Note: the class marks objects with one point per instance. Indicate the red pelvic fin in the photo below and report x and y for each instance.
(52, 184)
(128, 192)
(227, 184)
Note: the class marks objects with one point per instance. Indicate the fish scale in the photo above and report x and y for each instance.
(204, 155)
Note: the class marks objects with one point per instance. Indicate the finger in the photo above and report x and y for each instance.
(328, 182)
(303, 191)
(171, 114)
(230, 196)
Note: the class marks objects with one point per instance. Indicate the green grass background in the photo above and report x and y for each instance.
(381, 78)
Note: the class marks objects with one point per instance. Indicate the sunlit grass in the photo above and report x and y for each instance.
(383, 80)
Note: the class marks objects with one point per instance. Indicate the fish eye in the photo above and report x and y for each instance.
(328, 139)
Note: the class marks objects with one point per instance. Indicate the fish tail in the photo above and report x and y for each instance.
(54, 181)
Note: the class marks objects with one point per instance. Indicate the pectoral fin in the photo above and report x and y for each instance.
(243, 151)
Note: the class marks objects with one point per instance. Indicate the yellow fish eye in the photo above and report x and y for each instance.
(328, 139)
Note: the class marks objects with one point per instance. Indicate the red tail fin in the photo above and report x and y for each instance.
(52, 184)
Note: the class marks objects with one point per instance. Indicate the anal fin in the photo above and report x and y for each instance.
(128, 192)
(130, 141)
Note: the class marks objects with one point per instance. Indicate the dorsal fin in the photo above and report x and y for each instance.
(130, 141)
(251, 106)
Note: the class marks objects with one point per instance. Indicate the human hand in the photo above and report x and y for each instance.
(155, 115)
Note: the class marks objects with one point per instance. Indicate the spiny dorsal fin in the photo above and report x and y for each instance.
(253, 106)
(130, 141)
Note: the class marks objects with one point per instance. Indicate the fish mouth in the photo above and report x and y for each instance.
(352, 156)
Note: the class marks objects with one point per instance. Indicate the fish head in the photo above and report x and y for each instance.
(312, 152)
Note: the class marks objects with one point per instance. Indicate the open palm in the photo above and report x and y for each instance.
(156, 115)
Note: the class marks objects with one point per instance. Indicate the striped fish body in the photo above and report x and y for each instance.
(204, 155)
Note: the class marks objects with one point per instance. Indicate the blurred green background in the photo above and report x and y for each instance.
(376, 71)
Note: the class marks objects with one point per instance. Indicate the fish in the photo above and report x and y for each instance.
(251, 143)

» **Request**: Recast every line of the records above as a numbered list, omitting any blank lines.

» **Solution**:
1. Note: the class marks objects with one point per instance. Indicate the red pelvic fin in the photo below and report x and y for each instance.
2. (52, 184)
3. (128, 192)
4. (227, 184)
5. Note: the class marks objects with one point per instance. Indicate the fish scale in the photo above and report x and y for each instance.
6. (204, 155)
7. Note: the class marks objects with one point per instance. Indicate the finger in the photo above and report x and y for each instance.
8. (328, 182)
9. (303, 191)
10. (171, 114)
11. (230, 196)
12. Note: the class marks objects with one point per instance. Indicate the green grass background in the photo above and report x and y for each instance.
13. (381, 78)
14. Note: the class marks objects with one point per instance. Indicate the sunlit grass in the photo above and report x and y for each instance.
15. (383, 80)
16. Note: the class marks objects with one point per instance. Indicate the fish eye in the photo above and report x and y for each instance.
17. (328, 139)
18. Note: the class marks objects with one point per instance. Indicate the fish tail in the photo above and report x and y for each instance.
19. (54, 181)
20. Note: the class marks objects with one point per instance. Indicate the pectoral fin in the photo above and report x and y for each instance.
21. (243, 151)
22. Note: the class marks objects with one point per instance. Indicate the yellow fish eye in the photo above and report x and y for each instance.
23. (328, 139)
24. Note: the class marks objects with one point per instance. Indicate the red tail fin in the photo above and report x and y for each instance.
25. (52, 184)
26. Note: the class marks objects with one point per instance. Indicate the anal fin in the photo above and report x and y for each instance.
27. (128, 192)
28. (130, 141)
29. Note: the class marks objects with one point per instance. Indicate the dorsal fin in the photo above and report x and y for each instance.
30. (130, 141)
31. (251, 106)
32. Note: the class marks objects with one point per instance. Indicate the human hand in the photo above and report x and y for each instance.
33. (155, 115)
34. Note: the class marks objects with one point per instance. Indicate the spiny dorsal fin in the photo above and report x and y for each instance.
35. (253, 106)
36. (130, 141)
37. Note: the class marks objects with one point per instance. Indicate the fish mouth in the photo above and report x and y for each instance.
38. (352, 156)
39. Note: the class marks objects with one point per instance. Indicate the fish head in the photo above and report x and y for each instance.
40. (312, 152)
41. Note: the class marks objects with one point per instance. Indicate the open palm in the photo above and report x and y for each instance.
42. (156, 115)
43. Note: the class marks objects with one point per instance. Indicate the striped fish body in the photo above and report x and y for each instance.
44. (204, 155)
45. Note: the class marks objects with one point per instance. Indicate the blurred green background in the photo above and report x and y for each instance.
46. (376, 71)
47. Note: the class marks objects with one point per instance. Indicate the fish in the photo above and report x and y for each instance.
48. (251, 143)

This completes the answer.